* **WHAT IS REQUIRED**:
In the records, from the line containing "the small spider" through the end, swap "innermost point" for "central point" and write out only that stretch, with every other word unchanged.

[Begin]

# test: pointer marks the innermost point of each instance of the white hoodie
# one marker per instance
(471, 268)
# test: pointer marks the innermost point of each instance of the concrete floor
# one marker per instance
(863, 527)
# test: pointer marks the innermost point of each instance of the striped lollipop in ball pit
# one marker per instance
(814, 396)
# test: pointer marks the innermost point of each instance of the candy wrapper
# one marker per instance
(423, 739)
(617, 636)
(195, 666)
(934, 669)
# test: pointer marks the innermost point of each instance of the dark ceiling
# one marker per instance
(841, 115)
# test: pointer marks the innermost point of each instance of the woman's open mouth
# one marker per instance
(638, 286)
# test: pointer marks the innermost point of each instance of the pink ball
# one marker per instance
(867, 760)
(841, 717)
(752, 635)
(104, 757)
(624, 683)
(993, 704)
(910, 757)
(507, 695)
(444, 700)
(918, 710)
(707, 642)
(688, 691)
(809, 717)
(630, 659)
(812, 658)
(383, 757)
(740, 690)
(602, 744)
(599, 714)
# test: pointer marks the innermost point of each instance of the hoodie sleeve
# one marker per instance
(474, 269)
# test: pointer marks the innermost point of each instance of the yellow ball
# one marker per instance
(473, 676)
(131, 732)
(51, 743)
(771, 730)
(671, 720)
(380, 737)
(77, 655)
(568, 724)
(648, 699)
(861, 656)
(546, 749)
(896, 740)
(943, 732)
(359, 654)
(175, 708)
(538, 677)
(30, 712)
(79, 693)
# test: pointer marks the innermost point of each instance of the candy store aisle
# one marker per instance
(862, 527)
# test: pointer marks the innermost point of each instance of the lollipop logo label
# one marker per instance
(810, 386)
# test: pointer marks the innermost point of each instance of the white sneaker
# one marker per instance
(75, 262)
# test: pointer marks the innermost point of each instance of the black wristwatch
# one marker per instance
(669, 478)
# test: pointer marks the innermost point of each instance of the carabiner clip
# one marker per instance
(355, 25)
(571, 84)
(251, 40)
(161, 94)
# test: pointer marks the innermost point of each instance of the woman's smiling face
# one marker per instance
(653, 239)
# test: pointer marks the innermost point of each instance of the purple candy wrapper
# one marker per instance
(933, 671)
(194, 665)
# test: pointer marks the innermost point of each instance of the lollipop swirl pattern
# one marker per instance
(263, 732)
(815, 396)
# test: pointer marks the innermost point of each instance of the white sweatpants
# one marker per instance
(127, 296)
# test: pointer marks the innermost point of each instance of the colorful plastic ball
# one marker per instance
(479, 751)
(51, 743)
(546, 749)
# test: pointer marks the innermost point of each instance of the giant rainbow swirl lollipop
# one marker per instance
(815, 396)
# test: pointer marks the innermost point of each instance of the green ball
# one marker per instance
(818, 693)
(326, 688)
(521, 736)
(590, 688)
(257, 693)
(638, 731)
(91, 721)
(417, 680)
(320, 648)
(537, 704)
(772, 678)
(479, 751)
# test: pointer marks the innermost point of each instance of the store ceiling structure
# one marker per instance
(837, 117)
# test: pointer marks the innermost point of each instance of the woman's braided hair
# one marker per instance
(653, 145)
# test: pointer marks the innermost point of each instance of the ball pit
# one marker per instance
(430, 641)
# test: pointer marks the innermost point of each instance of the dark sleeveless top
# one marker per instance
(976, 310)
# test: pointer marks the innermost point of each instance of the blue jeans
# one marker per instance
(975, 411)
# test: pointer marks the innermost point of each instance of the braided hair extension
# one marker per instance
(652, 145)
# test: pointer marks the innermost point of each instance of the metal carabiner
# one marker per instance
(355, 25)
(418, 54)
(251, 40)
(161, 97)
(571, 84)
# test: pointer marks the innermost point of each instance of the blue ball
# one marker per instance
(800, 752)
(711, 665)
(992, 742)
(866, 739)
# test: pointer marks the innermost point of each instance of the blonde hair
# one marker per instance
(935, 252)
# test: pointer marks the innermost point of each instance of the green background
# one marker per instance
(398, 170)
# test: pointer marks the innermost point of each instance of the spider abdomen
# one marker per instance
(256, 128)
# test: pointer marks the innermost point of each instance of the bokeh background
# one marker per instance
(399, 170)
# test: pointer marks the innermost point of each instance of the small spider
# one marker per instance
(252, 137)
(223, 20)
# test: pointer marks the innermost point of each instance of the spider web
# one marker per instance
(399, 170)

[End]

* **PROBLEM SOLUTION**:
# test: pointer marks the central point of each instance of the small spider
# one marker per instance
(252, 137)
(223, 20)
# test: pointer marks the central point of each instance of the spider web
# one marker per instance
(399, 170)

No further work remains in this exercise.